##### LISTED RECORDS #####

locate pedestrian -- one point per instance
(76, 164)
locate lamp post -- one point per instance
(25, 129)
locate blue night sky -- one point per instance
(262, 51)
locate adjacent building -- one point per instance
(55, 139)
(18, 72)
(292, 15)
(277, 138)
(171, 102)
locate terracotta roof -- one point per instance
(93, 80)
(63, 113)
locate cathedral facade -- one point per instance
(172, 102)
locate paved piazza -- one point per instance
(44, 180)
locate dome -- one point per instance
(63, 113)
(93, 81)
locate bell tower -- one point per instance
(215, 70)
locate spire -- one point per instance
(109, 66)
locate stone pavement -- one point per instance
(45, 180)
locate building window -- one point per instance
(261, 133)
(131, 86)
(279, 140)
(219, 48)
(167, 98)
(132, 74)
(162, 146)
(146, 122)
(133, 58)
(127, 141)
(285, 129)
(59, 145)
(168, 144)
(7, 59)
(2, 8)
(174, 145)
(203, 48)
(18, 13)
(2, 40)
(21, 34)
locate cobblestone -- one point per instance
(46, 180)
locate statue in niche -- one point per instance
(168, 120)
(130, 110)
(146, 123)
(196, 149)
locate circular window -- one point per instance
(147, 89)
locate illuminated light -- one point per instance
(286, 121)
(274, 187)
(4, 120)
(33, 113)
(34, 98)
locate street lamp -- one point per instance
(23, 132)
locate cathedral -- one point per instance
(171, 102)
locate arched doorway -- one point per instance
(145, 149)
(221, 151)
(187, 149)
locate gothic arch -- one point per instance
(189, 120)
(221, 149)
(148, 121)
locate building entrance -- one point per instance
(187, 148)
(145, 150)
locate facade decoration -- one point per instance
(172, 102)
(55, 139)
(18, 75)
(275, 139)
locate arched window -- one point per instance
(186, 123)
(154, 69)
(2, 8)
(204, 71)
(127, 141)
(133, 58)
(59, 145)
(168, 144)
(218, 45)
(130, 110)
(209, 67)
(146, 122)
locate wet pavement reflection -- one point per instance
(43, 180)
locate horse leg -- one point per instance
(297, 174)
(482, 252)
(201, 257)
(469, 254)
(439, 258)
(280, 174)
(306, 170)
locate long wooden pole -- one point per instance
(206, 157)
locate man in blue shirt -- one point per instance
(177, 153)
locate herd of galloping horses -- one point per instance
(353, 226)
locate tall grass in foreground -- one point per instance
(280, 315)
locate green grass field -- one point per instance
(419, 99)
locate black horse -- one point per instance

#####

## [STATED TASK]
Can you give the stretch from the line containing "locate circular window" through the end of the data, both ends included, as a Markdown table with a Row column for the row number and a Line column for the line itself, leaving out any blank lines?

## [THE RESPONSE]
| Row | Line |
|---|---|
| 1 | locate circular window -- one point per instance |
| 2 | (147, 89) |
| 3 | locate illuminated light -- one point per instance |
| 4 | (286, 121) |
| 5 | (274, 187) |
| 6 | (4, 120) |
| 7 | (33, 113) |
| 8 | (34, 98) |
| 9 | locate street lamp -- one point per instance |
| 10 | (23, 132) |
| 11 | locate cathedral -- one point per instance |
| 12 | (171, 102) |
| 13 | locate arched doorway -- one point per instance |
| 14 | (145, 149) |
| 15 | (221, 151) |
| 16 | (187, 149) |
| 17 | locate gothic arch -- one point per instance |
| 18 | (189, 120) |
| 19 | (221, 149) |
| 20 | (148, 121) |
| 21 | locate building entrance -- one point per instance |
| 22 | (187, 148) |
| 23 | (145, 150) |
| 24 | locate facade decoration -- one point per instance |
| 25 | (172, 102) |
| 26 | (55, 139) |
| 27 | (18, 75) |
| 28 | (275, 139) |
| 29 | locate arched window -- one point per instance |
| 30 | (186, 123) |
| 31 | (154, 69) |
| 32 | (2, 8) |
| 33 | (204, 71) |
| 34 | (127, 141) |
| 35 | (133, 58) |
| 36 | (59, 145) |
| 37 | (168, 144) |
| 38 | (218, 45) |
| 39 | (130, 110) |
| 40 | (209, 67) |
| 41 | (146, 122) |
| 42 | locate wet pavement reflection -- one point per instance |
| 43 | (43, 180) |
| 44 | locate horse leg -- one point per instance |
| 45 | (297, 174) |
| 46 | (482, 252) |
| 47 | (201, 257) |
| 48 | (469, 254) |
| 49 | (439, 258) |
| 50 | (280, 174) |
| 51 | (306, 170) |
| 52 | locate long wooden pole -- one point per instance |
| 53 | (206, 157) |
| 54 | locate man in blue shirt -- one point per instance |
| 55 | (177, 153) |
| 56 | locate herd of galloping horses -- one point per instance |
| 57 | (353, 226) |
| 58 | locate tall grass in foreground -- one point per instance |
| 59 | (280, 315) |
| 60 | locate green grass field -- one point per instance |
| 61 | (419, 99) |
| 62 | locate black horse -- one point per instance |